### PROBLEM TO SOLVE
Your copy should match the records below word for word and contain no pictures.

Dataset entries:
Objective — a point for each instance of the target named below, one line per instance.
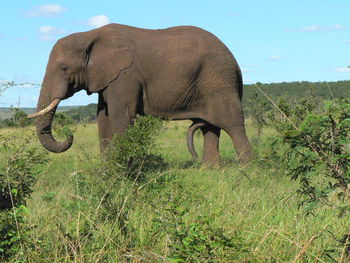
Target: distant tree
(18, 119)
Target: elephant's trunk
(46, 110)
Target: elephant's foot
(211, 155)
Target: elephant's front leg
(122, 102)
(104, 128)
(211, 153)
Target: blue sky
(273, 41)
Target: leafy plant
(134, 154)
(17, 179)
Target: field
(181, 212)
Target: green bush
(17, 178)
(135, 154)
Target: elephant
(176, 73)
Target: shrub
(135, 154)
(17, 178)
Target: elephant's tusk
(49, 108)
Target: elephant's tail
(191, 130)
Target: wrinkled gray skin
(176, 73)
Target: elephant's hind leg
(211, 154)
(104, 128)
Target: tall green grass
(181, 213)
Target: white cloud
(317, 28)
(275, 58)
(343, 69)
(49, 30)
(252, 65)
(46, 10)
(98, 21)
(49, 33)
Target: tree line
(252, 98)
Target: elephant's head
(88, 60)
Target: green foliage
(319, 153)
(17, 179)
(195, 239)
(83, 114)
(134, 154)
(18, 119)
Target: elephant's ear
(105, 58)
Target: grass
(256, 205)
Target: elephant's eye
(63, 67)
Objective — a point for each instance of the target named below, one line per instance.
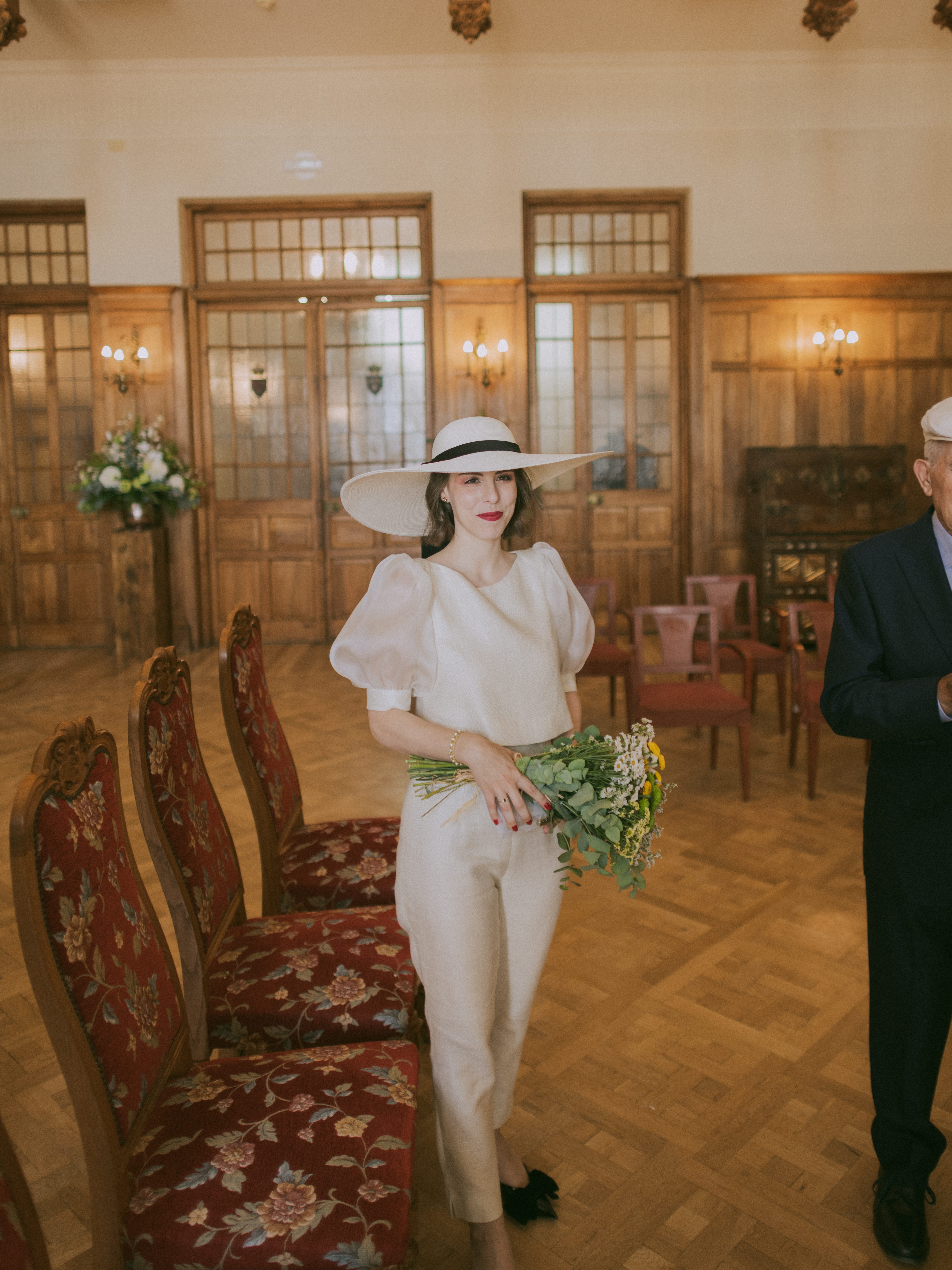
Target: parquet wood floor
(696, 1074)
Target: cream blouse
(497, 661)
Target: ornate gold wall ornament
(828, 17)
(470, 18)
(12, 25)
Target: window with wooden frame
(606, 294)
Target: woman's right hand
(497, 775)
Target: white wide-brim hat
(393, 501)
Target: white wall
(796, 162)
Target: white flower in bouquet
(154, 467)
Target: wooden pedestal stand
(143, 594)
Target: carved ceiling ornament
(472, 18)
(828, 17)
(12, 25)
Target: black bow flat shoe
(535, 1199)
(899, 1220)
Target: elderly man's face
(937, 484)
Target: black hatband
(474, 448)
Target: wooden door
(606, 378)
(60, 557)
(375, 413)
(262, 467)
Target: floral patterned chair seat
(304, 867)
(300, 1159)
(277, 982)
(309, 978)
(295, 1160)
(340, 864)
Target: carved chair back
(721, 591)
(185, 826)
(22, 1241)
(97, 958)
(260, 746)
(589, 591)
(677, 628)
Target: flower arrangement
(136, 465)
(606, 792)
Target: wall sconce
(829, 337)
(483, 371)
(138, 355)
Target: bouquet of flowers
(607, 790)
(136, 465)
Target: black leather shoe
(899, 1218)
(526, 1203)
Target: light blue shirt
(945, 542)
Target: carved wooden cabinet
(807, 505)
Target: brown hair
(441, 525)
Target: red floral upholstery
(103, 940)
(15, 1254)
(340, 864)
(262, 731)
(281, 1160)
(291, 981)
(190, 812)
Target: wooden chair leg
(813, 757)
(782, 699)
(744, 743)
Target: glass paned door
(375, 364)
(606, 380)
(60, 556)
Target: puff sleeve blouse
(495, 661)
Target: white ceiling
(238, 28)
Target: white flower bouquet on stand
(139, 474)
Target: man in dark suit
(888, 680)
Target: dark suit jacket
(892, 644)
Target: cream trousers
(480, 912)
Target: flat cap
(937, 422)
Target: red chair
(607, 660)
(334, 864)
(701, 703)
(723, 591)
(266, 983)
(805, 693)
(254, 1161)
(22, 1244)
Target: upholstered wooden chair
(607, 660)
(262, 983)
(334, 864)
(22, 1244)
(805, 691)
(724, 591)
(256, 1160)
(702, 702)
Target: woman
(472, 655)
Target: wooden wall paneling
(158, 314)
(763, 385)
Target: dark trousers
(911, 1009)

### RESULT
Objective — a point for each instance of the target named below, one line per instance.
Target: distant tree
(18, 119)
Target: elephant's trunk
(46, 110)
Target: elephant's foot
(211, 155)
Target: elephant's front leg
(122, 102)
(104, 128)
(211, 153)
Target: blue sky
(273, 41)
Target: leafy plant
(134, 154)
(17, 179)
Target: field
(181, 212)
Target: green bush
(17, 178)
(135, 154)
Target: elephant
(176, 73)
Target: shrub
(135, 154)
(17, 178)
Target: elephant's tusk
(49, 108)
Target: elephant's tail
(191, 130)
Target: wrinkled gray skin
(176, 73)
Target: elephant's hind leg
(211, 154)
(104, 128)
Target: tall green grass
(181, 213)
Target: white cloud
(317, 28)
(275, 58)
(343, 69)
(49, 30)
(252, 65)
(46, 10)
(98, 21)
(49, 33)
Target: tree line
(252, 98)
Target: elephant's head
(88, 60)
Target: green foliage
(319, 153)
(17, 179)
(195, 239)
(83, 114)
(134, 154)
(18, 119)
Target: elephant's ear
(105, 58)
Target: grass
(256, 205)
Target: elephant's eye
(63, 67)
Objective — a point for each instance of the target named below, one line per instance.
Target: parquet wood floor
(696, 1074)
Target: cream blouse
(497, 661)
Target: ornate gold wall ornament
(828, 17)
(470, 18)
(12, 25)
Target: window with wooden frame
(606, 294)
Target: woman's right hand
(497, 775)
Target: white wide-brim hat
(393, 501)
Target: white wall
(796, 162)
Target: white flower in bouquet
(154, 467)
Target: wooden pedestal stand
(143, 594)
Target: carved ceiling ornament
(472, 18)
(828, 17)
(12, 25)
Target: black bow flat shoe
(535, 1199)
(899, 1220)
Target: elderly man's face
(937, 484)
Target: black hatband
(474, 448)
Target: wooden door
(606, 378)
(60, 557)
(375, 413)
(262, 467)
Target: floral patterned chair seat
(304, 867)
(300, 1159)
(277, 982)
(309, 978)
(295, 1160)
(340, 864)
Target: carved chair back
(721, 591)
(185, 826)
(22, 1241)
(97, 958)
(260, 746)
(589, 591)
(677, 628)
Target: flower arrangement
(136, 465)
(606, 792)
Target: wall sconce
(829, 337)
(483, 371)
(138, 355)
Target: bouquet of flowers
(607, 790)
(136, 465)
Target: black leather shoe
(899, 1218)
(526, 1203)
Target: light blue shirt
(945, 542)
Target: carved wooden cabinet
(807, 505)
Target: brown hair
(441, 525)
Target: red floral upholstery
(103, 940)
(15, 1254)
(340, 864)
(262, 731)
(281, 1160)
(291, 981)
(190, 812)
Target: wooden chair leg
(813, 757)
(782, 699)
(744, 743)
Target: glass paned door
(375, 364)
(606, 380)
(60, 556)
Target: puff sleeve blouse
(495, 661)
Target: white ceiling
(238, 28)
Target: white flower bouquet on stand
(139, 474)
Target: man in dark suit
(888, 680)
Target: dark suit jacket
(892, 644)
Target: cream trousers
(480, 912)
Target: flat cap
(937, 422)
Target: red chair
(607, 660)
(334, 864)
(701, 703)
(723, 591)
(266, 983)
(805, 693)
(254, 1161)
(22, 1244)
Target: upholstered wooden chair
(607, 660)
(262, 983)
(334, 864)
(22, 1244)
(805, 691)
(724, 591)
(256, 1160)
(702, 702)
Target: woman
(472, 655)
Target: wooden wall paneling
(158, 314)
(763, 385)
Target: dark trousers
(911, 1009)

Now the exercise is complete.